* **Work task**: Every record that follows needs to be written out again, exactly.

===== Data under study

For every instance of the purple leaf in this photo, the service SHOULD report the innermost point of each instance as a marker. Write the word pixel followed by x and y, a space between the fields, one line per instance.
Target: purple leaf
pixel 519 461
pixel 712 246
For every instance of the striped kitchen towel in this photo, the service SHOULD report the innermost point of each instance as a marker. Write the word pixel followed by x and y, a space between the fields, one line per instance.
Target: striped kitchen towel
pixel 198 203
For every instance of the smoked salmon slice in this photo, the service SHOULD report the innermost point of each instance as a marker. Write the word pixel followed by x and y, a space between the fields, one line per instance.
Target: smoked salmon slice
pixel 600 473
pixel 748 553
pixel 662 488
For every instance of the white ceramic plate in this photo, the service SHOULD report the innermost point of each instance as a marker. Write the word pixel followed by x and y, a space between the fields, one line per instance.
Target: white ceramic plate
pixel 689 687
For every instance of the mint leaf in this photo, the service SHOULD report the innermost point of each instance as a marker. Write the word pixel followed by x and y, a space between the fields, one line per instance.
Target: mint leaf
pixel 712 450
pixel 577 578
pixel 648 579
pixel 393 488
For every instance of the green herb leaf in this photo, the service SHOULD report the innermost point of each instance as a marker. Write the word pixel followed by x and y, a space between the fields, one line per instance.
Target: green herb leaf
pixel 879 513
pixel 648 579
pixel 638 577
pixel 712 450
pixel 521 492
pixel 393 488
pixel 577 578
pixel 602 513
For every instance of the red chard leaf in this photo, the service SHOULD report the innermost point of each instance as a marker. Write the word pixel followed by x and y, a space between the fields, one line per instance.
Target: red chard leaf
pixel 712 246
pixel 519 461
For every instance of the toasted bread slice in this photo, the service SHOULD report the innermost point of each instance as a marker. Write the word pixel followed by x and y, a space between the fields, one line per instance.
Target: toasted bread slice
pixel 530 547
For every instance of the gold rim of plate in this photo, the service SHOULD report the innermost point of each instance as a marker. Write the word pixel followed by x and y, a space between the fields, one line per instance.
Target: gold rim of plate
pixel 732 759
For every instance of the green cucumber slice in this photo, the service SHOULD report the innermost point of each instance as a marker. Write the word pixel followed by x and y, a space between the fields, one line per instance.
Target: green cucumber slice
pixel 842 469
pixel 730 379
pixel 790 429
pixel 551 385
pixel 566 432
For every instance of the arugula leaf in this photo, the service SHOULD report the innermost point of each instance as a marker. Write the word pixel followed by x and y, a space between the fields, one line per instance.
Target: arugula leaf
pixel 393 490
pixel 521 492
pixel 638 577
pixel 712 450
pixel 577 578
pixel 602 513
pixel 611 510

==========

* **Reply**:
For every instance of the purple leaf in this photo, the service SHOULD report the innermost point of each instance as a marker. Write the word pixel followed by x and y, a space between the fields, one line per instance.
Target: purple leaf
pixel 519 461
pixel 712 246
For every instance of the striped kitchen towel in this photo, the service SHOULD report the innermost point of each instance as a marker. Write the word pixel followed by x and y, a space between the fields, one line per instance.
Target: striped kitchen towel
pixel 198 203
For every instance of the smoked salmon slice in this photo, the service SHOULD report the innermost point of each instance as a marker. Write the word pixel followed by x and y, a space between the fields, one line per instance.
Target: smoked salmon slice
pixel 600 473
pixel 748 553
pixel 662 488
For every instance of the white ceramic plate in this photo, the service SHOULD report the innermost point of each instance as a marker. Write the word pixel followed by x and y, a space between the fields, one line per instance.
Target: white ceramic plate
pixel 689 687
For every instance of the mint leaf in this photo, the service SHOULD report the innermost point of each instance as a marker. Write the word pixel followed by x and y, a space between the fields, one line per instance.
Target: mint leaf
pixel 712 450
pixel 577 578
pixel 648 579
pixel 393 488
For every instance of the green herb leaf in this photo, the service SHOULD report the innermost point of each instance as a marker. Write the word pixel followed by x and y, a space between the fields, one line per instance.
Target: green herb leaf
pixel 879 513
pixel 648 579
pixel 638 577
pixel 712 450
pixel 521 492
pixel 393 488
pixel 577 578
pixel 602 513
For every instance of the red chard leaf in this photo, the service SHOULD report the innermost point of each instance as a marker. Write the word pixel followed by x and y, a space between the fields, one line per instance.
Target: red chard leaf
pixel 712 246
pixel 519 461
For every instance of the toasted bread slice in this photo, the service SHOULD report the innermost point of each instance as a marker. Write the word pixel followed by x and y, a space between the fields, one line per instance.
Target: toasted bread slice
pixel 530 547
For every instance of the gold rim of plate in this photo, the service SHOULD report the innermost point of each instance as a marker. Write the word pixel followed by x and y, a space between the fields, one line per instance.
Target: gold rim of plate
pixel 732 759
For every instance of the green cucumber slice in this photo, the service SHOULD report the innermost point of each instance as a marker. Write the word pixel followed by x and y, a space between the fields, one line per instance.
Target: green cucumber slice
pixel 842 469
pixel 730 379
pixel 790 429
pixel 551 385
pixel 566 432
For every instance of the arugula leaf in this photo, the service SHOULD report the innermost point of each instance as a marker. Write the word pixel followed by x and y, a space between the fields, one line per instance.
Target: arugula leaf
pixel 393 490
pixel 521 492
pixel 638 577
pixel 712 450
pixel 577 578
pixel 602 513
pixel 611 510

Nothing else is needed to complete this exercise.